Material provided: Begin

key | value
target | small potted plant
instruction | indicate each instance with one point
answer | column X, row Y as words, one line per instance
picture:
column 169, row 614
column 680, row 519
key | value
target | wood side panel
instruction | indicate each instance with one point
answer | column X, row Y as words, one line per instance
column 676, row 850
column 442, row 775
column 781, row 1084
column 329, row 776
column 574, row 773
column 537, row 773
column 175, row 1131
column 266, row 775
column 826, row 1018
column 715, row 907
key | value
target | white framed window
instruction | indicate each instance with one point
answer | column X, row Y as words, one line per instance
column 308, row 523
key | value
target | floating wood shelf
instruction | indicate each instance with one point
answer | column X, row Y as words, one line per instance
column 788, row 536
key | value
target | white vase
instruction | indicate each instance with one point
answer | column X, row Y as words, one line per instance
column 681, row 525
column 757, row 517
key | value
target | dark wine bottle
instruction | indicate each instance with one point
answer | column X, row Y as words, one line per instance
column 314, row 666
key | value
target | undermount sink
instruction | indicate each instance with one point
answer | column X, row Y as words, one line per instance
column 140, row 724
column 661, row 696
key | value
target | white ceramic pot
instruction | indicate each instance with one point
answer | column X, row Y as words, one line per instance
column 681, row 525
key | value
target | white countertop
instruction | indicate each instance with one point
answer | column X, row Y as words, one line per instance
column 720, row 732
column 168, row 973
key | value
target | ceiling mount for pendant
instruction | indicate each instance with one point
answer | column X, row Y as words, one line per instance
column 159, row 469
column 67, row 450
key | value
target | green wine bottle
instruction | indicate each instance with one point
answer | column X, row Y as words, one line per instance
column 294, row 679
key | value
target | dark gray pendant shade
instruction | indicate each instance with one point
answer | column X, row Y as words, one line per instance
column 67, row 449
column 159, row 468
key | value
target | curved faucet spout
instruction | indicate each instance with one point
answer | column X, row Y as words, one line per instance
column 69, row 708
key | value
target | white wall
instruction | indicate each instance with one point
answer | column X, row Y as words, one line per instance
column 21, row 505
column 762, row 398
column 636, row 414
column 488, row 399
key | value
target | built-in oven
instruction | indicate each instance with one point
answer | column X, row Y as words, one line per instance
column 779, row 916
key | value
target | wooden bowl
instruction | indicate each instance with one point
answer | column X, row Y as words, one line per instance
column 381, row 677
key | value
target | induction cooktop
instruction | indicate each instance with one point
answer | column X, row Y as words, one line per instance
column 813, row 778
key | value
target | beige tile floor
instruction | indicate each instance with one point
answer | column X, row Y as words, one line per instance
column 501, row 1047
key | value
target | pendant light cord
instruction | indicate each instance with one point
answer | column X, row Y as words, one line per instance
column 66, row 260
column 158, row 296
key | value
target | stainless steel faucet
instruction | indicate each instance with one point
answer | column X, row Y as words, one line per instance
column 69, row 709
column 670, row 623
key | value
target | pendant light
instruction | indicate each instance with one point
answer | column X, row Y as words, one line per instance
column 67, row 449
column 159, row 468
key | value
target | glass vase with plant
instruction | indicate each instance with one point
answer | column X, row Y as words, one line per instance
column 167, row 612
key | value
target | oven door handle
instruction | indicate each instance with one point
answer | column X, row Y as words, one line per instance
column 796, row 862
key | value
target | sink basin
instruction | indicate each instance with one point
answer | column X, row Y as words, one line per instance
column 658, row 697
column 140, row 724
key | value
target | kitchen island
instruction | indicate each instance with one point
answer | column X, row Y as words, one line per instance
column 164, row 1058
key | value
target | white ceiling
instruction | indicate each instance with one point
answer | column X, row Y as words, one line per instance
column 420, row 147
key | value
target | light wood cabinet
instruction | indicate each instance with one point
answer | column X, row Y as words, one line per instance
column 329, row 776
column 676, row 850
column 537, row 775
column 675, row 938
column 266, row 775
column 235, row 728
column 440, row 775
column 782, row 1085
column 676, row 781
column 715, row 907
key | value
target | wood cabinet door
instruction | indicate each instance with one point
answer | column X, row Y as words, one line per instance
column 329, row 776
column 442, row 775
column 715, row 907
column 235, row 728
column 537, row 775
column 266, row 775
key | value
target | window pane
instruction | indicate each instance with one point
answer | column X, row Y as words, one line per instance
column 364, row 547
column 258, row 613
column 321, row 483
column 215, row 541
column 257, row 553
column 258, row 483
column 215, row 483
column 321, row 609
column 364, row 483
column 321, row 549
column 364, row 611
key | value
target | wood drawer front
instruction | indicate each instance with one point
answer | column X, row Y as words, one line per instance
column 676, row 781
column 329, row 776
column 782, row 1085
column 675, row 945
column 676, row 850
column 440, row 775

Material provided: End

◆ What to work on ◆
All lines in the records with the string "faucet" should be copied out.

◆ Response to the task ◆
target | curved faucet spout
target | stainless steel faucet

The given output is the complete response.